Since they had no idea how to revive and run the theatre, Girija’s family decided to convert the building close to their house into an auditorium for live events. But no one wanted to hire a hall so close to a theatre that played pornography.

“Then we decided to renovate the theatre and get a good name for it. We struggled a lot to manage a bank loan, but many contractors refused to take up the work. They all said it was a shame for them to work on such a theatre,” Girija recalls.

Meanwhile her father’s brothers filled out the land where her father was buried, and sold it. “I was pained. I went there, took a handful of soil and buried it inside the theatre, and decided that I will fight to fulfil my father’s dream of renovating the theatre,” Girija says.

By this time, Girija had also started practicing dentistry in a hospital in Kothamangalam to support her family. “Nobody helped us, but I had the support of my mother and sister. We slowly started the renovation work, and restructured the theatre into multiplex standard. Girija theatre was the first theatre in Thrissur to introduce stadium seating, Qube digital projection, and recliner seats,” she says.

But the big hurdle was giving the theatre a good start.

Girija and Krishnapriya went to all the major distributors in Kerala, but it was all in vain. “Some of them taunted us, saying that people are worried that we will project soft porn scenes in between good movies,” she says.

That was when Girija heard that Twenty:20, the 2008 blockbuster that featured a veritable who’s who of Malayalam cinema’s acting heavyweights, was set to hit screens.

But a major obstacle in Girija’s way was the Kerala Film Exhibitors Federation (KFEF), headed by Liberty Basheer. The association distributed new releases only to select theatre owners that association members were close to, alleges Girija. “Then actor Dileep, who was also the producer of the movie, helped me get Twenty:20. I remember him with gratitude. That was a super start for us, and we could change the theatre’s image with just one movie,” she says.

For the first time in more than 25 years, family audiences returned to Girija theatre. But, says Girija, though some more mainstream films then played in the theatre, their battles weren’t done. Thanks to Federation interference, she says, the theatre regularly struggled to obtain rights for films for three years.

REQUIRED ACTIONS ::
**A)** Extract the stretch of the passage on Girija theatre from "Since they had" through "that played pornography.".
**B)** Write the next part of the passage on Girija theatre, starting after its final sentence.
The records were drawn from a separate source unrelated to the passage on Girija theatre.

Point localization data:
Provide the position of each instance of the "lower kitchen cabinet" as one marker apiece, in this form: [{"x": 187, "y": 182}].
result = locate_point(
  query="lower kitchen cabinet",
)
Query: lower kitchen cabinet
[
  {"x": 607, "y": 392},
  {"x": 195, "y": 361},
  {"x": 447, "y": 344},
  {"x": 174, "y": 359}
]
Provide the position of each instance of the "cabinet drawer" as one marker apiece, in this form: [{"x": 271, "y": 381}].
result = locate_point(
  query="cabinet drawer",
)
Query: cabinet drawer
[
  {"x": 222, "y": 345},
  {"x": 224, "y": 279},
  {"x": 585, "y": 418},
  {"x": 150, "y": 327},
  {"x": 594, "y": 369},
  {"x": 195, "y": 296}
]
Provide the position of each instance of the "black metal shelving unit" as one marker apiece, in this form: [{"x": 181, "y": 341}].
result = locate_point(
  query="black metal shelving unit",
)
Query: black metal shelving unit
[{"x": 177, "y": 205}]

TASK-BY-TASK OUTPUTS ::
**A)**
Since they had no idea how to revive and run the theatre, Girija’s family decided to convert the building close to their house into an auditorium for live events. But no one wanted to hire a hall so close to a theatre that played pornography.

**B)**
“The Federation played a lot of games. Many times they had taken advance from us and cheat us by not giving the movie as promised, that they would give to some other theatre of their choice. In 2010, federation directed the distributor to delete the movie Pokkiriraja just before its projection. I fought that day, called the police, reloaded the film and screened it,” says Girija.

As a result of all these tussles, regular screenings of movies did not occur, and Girija struggled to repay the loans that had been taken to renovate the theatre. But Girija persevered, holding down her job in the hospital to keep the family afloat amidst its many battles.

And many battles there were. “Once the operator got drunk and fell asleep just before the projection a movie was to start. That day we had to cancel the show. Then I went and got an operator’s license myself so that no more shows would have to be stopped,” says Dr Girija.

Girija also made Krishnapriya obtain an operator’s license, only the third woman in Kerala to have one, she says. “I have no hesitation to take up the role of an operator, because I have shed my blood to bring up this theatre,” she adds.

Eventually, her perseverance paid off. With hits like 2015’s Premam hitting Girija Theatre, it finally began to be accepted as a space for all audiences. And with the formation of the Film Exhibitors United Organisation of Kerala (FEUOK), under Dileep’s leadership, the climate among distributors changed to Girija Theatre’s advantage too.

Girija's journey has been chronicled by women's magazine Vanitha and others. Girija hopes this would inspire other women to fight for their rights.

“Now families are our main audience. I am so happy about that. We have been able to prove ourselves and wash away 25 years of taint,” says Girija, who now also teaches at the Al Azhar Dental College in Thodupuzha.